April 2007

New Hydrogen Lab Equipment Paves the Way for Expanded Research

Photo of researcher in hydrogen lab.
Senior research scientist Clovis Linkous, an expert on hydrogen production, is very excited to be working with FSEC's new hydrogen and fuel cell equipment.

One of the Center’s fastest-growing and most popular research programs is the hydrogen and fuel cell area, topics that are in the news often for their promise in providing power for both our transportation energy needs and for our homes and other buildings.

A growing research program has enabled FSEC to buy some specialized new equipment that will assist researchers with better and quicker results.  “We’ve got a few new pieces of equipment in particular that we’re especially excited about,” said Clovis Linkous, a senior research scientist in the hydrogen division. 


Photo of researcher using lab equipment.
Darlene Slattery, a senior research chemist,  uses the PCT apparatus to evaluate pressure, composition and temperature characteristics of a hydride material used for storing hydrogen.

The newest item in the Hydrogen Lab is the PCT apparatus – a machine that measures the hydrogen pressure in equilibrium with a hydrogen-containing substance as a function of temperature and residual hydrogen content.  The graphical output of this data is the PCT (pressure, composition, temperature) characteristic of the material. “Darlene Slattery of the Hydrogen R&D Division has overseen the acquisition and installation of the PCT instrument, the first to be placed by this vendor, Hiden Analytical, in the U.S.,” he noted.  Linkous explained that the machine will be very valuable to the researchers in their work on storage of hydrogen, especially in projects involving fuel cell vehicles.  “You need to know how much hydrogen exists in the gas phase and how much is held in the solid state by the hydriding metal at a given temperature.  Otherwise, you won’t be able to store and deliver the hydrogen in a controlled manner.  The PCT instrument will replace the current method of going through a sequence of tedious manual measurements.  Now we’ll get an automatic acquisition of the PCT curve and be able to evaluate hydride materials much quicker than we can now – in just a few hours instead of a few days.”

## TASKS TO PERFORM
**1.** Reproduce the passage of the hydrogen lab article between "One of the Center’s" and "for storing hydrogen.", inclusive.
**2.** Condense the paragraph of the hydrogen lab article that begins "The newest item in the Hydrogen Lab" into a bulleted list that keeps its main facts.
**3.** Continue the hydrogen lab article from the point where it stops.

## COLLECTED MATERIAL
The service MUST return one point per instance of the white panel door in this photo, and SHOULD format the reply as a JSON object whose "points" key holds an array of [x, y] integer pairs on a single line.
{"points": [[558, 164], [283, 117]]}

## PER-TASK ANSWERS
**1.**
One of the Center’s fastest-growing and most popular research programs is the hydrogen and fuel cell area, topics that are in the news often for their promise in providing power for both our transportation energy needs and for our homes and other buildings.

A growing research program has enabled FSEC to buy some specialized new equipment that will assist researchers with better and quicker results.  “We’ve got a few new pieces of equipment in particular that we’re especially excited about,” said Clovis Linkous, a senior research scientist in the hydrogen division. 


Photo of researcher using lab equipment.
Darlene Slattery, a senior research chemist,  uses the PCT apparatus to evaluate pressure, composition and temperature characteristics of a hydride material used for storing hydrogen.

**2.**
- The PCT apparatus is the newest item in the Hydrogen Lab.
- It measures the hydrogen pressure in equilibrium with a hydrogen-containing substance as a function of temperature and residual hydrogen content. Graphed, this data gives the material's PCT (pressure, composition, temperature) characteristic.
- Darlene Slattery of the Hydrogen R&D Division oversaw its acquisition and installation. It is the first such instrument that the vendor, Hiden Analytical, has placed in the U.S.
- Linkous said it will be valuable for hydrogen storage work, especially fuel cell vehicle projects. Storing and delivering hydrogen in a controlled way requires knowing how much hydrogen is in the gas phase and how much the hydriding metal holds in the solid state at a given temperature.
- It replaces a sequence of tedious manual measurements with automatic acquisition of the PCT curve. This cuts the evaluation of hydride materials from a few days to a few hours.

**3.**
Photo of thermogravimetric unit.
The Thermogravimetric/Differential Thermal Analyzer weighs and heats solid or liquid samples at the same time, giving researchers quicker and more accurate results.

An instrument that the Hydrogen R&D Division has had in the lab for some time but has recently been upgraded is the Perkin-Elmer Diamond Thermogravimetric/Differential Thermal Analyzer, or TG/DTA.  Solid or liquid samples are weighed and heated at the same time.  “Any physical or chemical transformation that results in gas evolution, whether it is hydrogen, water vapor, or whatever, can then be quantified as to the amount of material that evolved and the threshold temperature at which it occurred,” explained Linkous.  “This is important information for many chemical systems under study, including hydrogen storage by metal hydrides, water absorption by inorganic oxides, and decomposition temperatures of organic polymers.  The upgrade, overseen by Nahid Mohajeri of the Hydrogen R&D Division, consists of an attachment that allows sampling of the off-gas with a mass spectrometer, an existing instrument within the Hydrogen Lab’s analytical arsenal.  The mass spectrometer can confirm the identity of a gas by measuring its molecular weight.”   

Photo of researcher using DSC unit.
Nahid Mohajeri, a research chemist, loads polymer membrane samples on the DSC to monitor phase transitions as a result of heat flow.

A new complementary instrument to the TG/DTA is the Perkin-Elmer Diamond Cryofill Differential Scanning Calorimeter, or DSC.  A sample is heated once again, except this time the amount of energy required to sustain the temperature increase is closely monitored.  When transformations occur in the test chamber, the energy released or absorbed in each case is measured.  Such energy balances become important when calculating how much energy is required to release hydrogen from a storage material, or how much energy must be dissipated when the hydrogen is stored.  While most DSC instruments can only initiate scans at room temperature and above, this one has a cooling chamber for cryogenic fluids like liquid nitrogen, so that thermodynamics of reactions that occur at very cold temperatures can be studied.

Another unique piece of equipment now in FSEC’s lab is an automated catalyst deposition set-up using a Bislide® positioning system.  The set-up is used to uniformly deposit catalyst inks onto the polymer electrolyte membrane of a fuel cell.  Active areas can be varied from 5 to 400 cm2. Linkous noted that “This is a home-built system put together by Vishal Mittal, a research engineer in the Hydrogen Division. 

Photo of two researchers using the catalyst sprayer.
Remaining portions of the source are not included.